▶ [What is expected]: Please count the lines of the material below that contain the word "point", treating uppercase and lowercase as different, and give only the number.

▶ [Provided records]:

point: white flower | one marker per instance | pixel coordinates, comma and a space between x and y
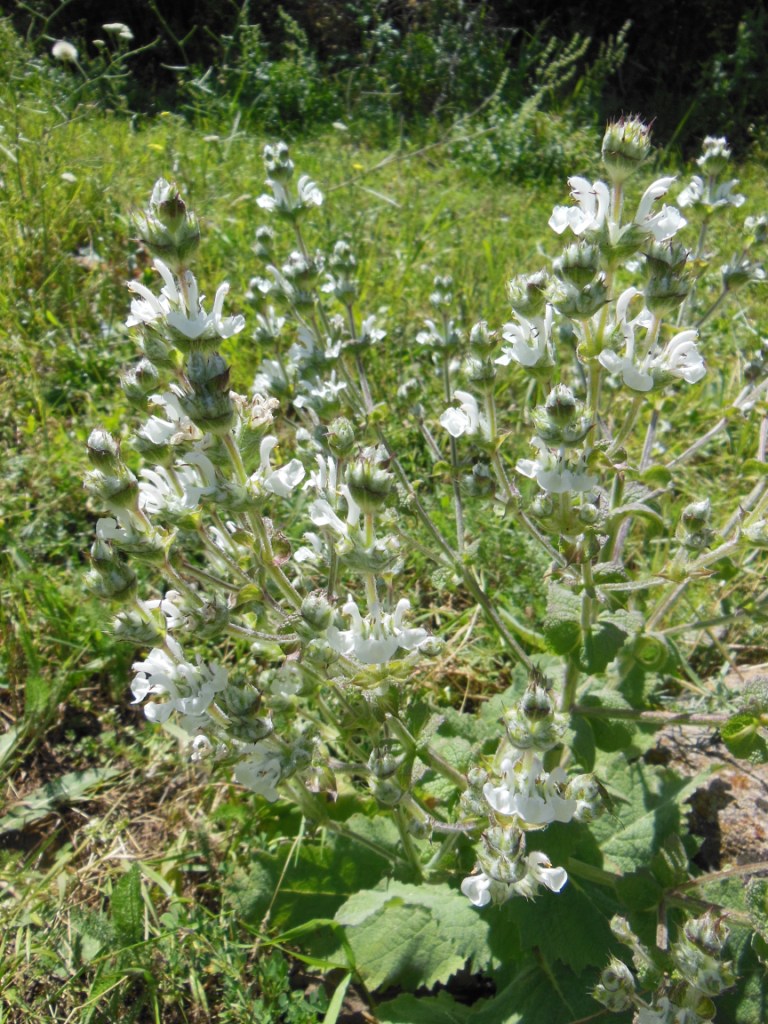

==

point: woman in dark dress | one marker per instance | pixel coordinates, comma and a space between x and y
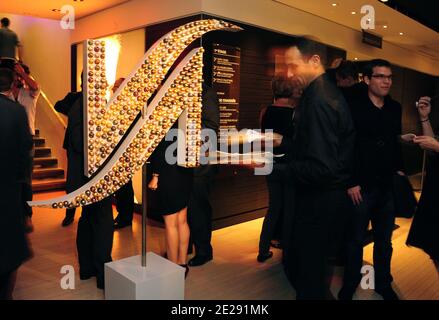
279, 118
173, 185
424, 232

▶ [Solved problem]: 2